Quote verbatim the passage of the Nestle palm oil article below that opens with the words containing "Photo: An orangutan" and closes with "threatening to boycott Nestle products.".

* [Document excerpt]:

□ □ □ □ □ □ □

Nestle "fiasco" continues: Indonesian oil palm planters threaten boycott too

Photo: An orangutan is seen with an tranquilizer dart in his side - to make him sleep before rangers relocate him to another place on Borneo island, away from this palm oil plantation.. Photo taken on November 19, 2008. (AFP/AFP/Getty Images)via landcoalition.org
from mongabay.com
by Jeremy Hance

Candy and food giant Nestle is finding itself between a rock and a hard place. The online campaign against Nestle continues: today protesters once again posted thousands of negative messages on the company's Facebook page, most demanding that Nestle cut out palm oil linked to deforestation from its products. At the same time, a new problem has cropped up for Nestle: Indonesian oil palm planters are threatening to boycott Nestle products.

Proving that the issues surrounding oil palm and deforestation are nothing if not complex: Facebook protestors say they will boycott Nestle if it doesn't cut out all links to Sinar Mas, a company that Greenpeace has linked to deforestation, whereas the Indonesia Palm Oil Growers Association are preparing a boycott if Nestle stops buying from Sinar Mas, according to the Jakarta Globe.

"About 10 million oil palm farmers in 20 Indonesian provinces have stated their readiness to boycott Nestle products. Apkasindo [Indonesian Palm Oil Growers Association] is now preparing to draw up a list of Nestle products on the market," Asmar Arsjad, Apkasindo secretary general, said over the weekend, adding that if Nestle stops buying from Sinar Mas it would hurt palm oil producers.

Adding fuel to fire, Antara News reports that Indonesian and Malaysian palm oil producers are threatening to stop exports of crude palm oil to the US and the EU if negative campaigns over their environmental practices continue. Palm oil, the world's most productive oil seed, has come to be used in everything from food products to cosmetics.

Nestle has already promised it will stop purchasing from Sinar Mas due to a report from Greenpeace showing that the Indonesian company was involved in destruction of rainforests and peatlands for oil palm plantations. However, Nestle still buys indirectly from Sinar Mas, since one of its suppliers, Cargill, buys from the Indonesian company.

Greenpeace and thousands of online protestors are demanding that Nestle sever all ties with Sinar Mas, direct or indirect. The company has responded that it will purchase only sustainable palm oil by 2015—a comment that angered most.

The online protest against the multi billion-dollar corporation, which began last Wednesday, took on a life of its own after the company had a Greenpeace video criticizing the company removed from YouTube, citing copyright violations. This action, seen by many as censorship, caused the video to go viral: it has been watched hundreds of thousands of times since. Statements made by Nestle on their Facebook fan page, which many viewed as rude, only worsened the situation for the company.

At the crux of the conflict is the importance of the world's rainforests for mitigating climate change and preserving biodiversity. Indonesia is the third largest emitter of greenhouse gases in the world due largely to deforestation. Between 1990 and 2005, Indonesia lost more than 28 million hectares of forest, including 21.7 hectares of virgin forest. The country's forest cover has declined from 82 percent in the 1960s to less than fifty percent today.

One of the world's most biodiverse countries, many of Indonesia's species are gravely threatened by deforestation, including both the Bornean and Sumatran orangutans; Asian elephants; Sumatran tigers; Javan and Sumatran rhinos; several species of tarsiers; the small wild cattle, anoa; and the proboscis monkey to name a few.

In all, Indonesia is home to over 30,000 recorded species of plants and over 3,000 mammals, birds, reptiles, and amphibians. Yet, the deputy assistant of biodiversity conservation at the State Environment Ministry, Utami Andayani, recently told the Jakarta Post that likely only half of Indonesia's species are known to science.

□ □ □ □ □ □ □

* [Input data]:
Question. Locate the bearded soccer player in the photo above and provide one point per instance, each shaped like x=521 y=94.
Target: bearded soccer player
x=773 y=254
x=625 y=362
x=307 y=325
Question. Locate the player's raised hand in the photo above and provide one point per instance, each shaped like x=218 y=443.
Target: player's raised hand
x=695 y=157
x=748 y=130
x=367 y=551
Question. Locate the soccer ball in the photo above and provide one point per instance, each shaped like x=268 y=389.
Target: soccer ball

□ □ □ □ □ □ □

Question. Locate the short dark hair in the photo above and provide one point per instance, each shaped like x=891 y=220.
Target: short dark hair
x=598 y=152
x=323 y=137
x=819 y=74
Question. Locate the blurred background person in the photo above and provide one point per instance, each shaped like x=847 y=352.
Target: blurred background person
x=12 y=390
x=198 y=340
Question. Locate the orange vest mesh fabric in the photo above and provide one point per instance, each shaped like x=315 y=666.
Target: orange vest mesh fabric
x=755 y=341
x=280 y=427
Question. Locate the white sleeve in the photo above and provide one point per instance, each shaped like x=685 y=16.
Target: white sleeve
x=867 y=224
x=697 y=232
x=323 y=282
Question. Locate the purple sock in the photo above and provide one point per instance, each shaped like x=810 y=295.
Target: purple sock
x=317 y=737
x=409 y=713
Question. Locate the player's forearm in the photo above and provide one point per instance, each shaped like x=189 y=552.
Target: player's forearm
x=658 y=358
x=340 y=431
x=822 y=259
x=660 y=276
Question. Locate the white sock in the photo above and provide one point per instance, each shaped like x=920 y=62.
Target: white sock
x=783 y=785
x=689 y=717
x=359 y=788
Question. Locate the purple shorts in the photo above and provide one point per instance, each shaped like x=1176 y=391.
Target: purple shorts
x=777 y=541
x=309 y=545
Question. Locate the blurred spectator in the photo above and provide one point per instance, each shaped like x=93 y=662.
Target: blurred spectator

□ □ □ □ □ □ □

* [Output below]:
Photo: An orangutan is seen with an tranquilizer dart in his side - to make him sleep before rangers relocate him to another place on Borneo island, away from this palm oil plantation.. Photo taken on November 19, 2008. (AFP/AFP/Getty Images)via landcoalition.org
from mongabay.com
by Jeremy Hance

Candy and food giant Nestle is finding itself between a rock and a hard place. The online campaign against Nestle continues: today protesters once again posted thousands of negative messages on the company's Facebook page, most demanding that Nestle cut out palm oil linked to deforestation from its products. At the same time, a new problem has cropped up for Nestle: Indonesian oil palm planters are threatening to boycott Nestle products.